- [Data in this exercise]:
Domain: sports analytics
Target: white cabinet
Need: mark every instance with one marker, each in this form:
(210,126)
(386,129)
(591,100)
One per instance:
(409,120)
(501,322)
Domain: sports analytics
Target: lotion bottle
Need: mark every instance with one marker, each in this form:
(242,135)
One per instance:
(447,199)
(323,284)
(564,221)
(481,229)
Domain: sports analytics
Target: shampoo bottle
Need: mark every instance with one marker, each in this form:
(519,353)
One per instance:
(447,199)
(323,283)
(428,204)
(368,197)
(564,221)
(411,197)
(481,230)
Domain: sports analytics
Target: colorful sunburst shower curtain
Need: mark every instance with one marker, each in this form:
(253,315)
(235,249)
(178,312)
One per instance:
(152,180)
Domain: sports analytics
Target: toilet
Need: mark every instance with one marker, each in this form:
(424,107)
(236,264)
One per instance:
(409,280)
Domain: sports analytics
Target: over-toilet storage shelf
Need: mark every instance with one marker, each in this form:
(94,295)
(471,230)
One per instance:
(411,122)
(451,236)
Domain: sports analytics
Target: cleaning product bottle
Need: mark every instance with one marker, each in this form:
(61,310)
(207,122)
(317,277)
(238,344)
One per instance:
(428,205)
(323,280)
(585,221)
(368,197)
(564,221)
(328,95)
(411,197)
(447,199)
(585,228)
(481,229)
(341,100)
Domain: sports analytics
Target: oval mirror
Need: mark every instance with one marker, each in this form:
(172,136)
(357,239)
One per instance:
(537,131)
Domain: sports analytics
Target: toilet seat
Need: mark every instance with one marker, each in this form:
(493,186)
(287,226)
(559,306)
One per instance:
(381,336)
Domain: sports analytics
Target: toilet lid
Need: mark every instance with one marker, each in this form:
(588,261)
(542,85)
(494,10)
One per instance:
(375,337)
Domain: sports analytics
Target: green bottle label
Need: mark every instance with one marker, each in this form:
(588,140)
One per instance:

- [Task instructions]: From the listing above, reproduce all the lines exactly.

- [Written answer]:
Domain: sports analytics
Target: white cabinet
Need: mark every instance with one marker, each in this form:
(210,126)
(386,129)
(591,100)
One per instance:
(409,120)
(501,322)
Domain: sports analytics
Target: lotion bottle
Need: mark every instance with one marker, each in this form:
(242,135)
One per instance:
(447,199)
(323,284)
(564,221)
(481,229)
Domain: sports analytics
Target: shampoo bottle
Need: mark every instance with one marker, each in this form:
(519,353)
One per instance:
(447,199)
(323,283)
(428,204)
(368,197)
(564,221)
(411,197)
(481,230)
Domain: sports analytics
Target: colorful sunburst shower curtain
Need: mark every instance with one marker, each in this form:
(253,315)
(235,249)
(178,312)
One per instance:
(152,180)
Domain: sports analytics
Target: toilet
Need: mark every instance with one marker, each in this form:
(424,107)
(236,264)
One per instance:
(409,280)
Domain: sports analytics
Target: over-toilet storage shelf
Need: mark every instance with one marker, each in this form:
(94,295)
(471,230)
One per instance:
(411,122)
(451,236)
Domain: sports analytics
Target: cleaning product bottle
Need: mark every instance with one marker, each in this form:
(61,310)
(207,122)
(317,277)
(238,344)
One per instance:
(428,205)
(323,280)
(585,221)
(368,197)
(564,221)
(328,95)
(411,197)
(447,199)
(585,228)
(481,229)
(341,100)
Domain: sports analytics
Target: oval mirror
Need: mark every instance with one marker, each in this form:
(172,136)
(357,239)
One per instance:
(537,131)
Domain: sports analytics
Target: toilet seat
Need: mark every instance with one marker, each in this form:
(493,186)
(287,226)
(559,306)
One per instance:
(381,336)
Domain: sports analytics
Target: toilet lid
Need: mark every instance with one marker, each in this form:
(588,261)
(542,85)
(494,10)
One per instance:
(375,337)
Domain: sports analytics
Target: green bottle label
Need: mark every instance with one marker, each in this form:
(588,140)
One per instance:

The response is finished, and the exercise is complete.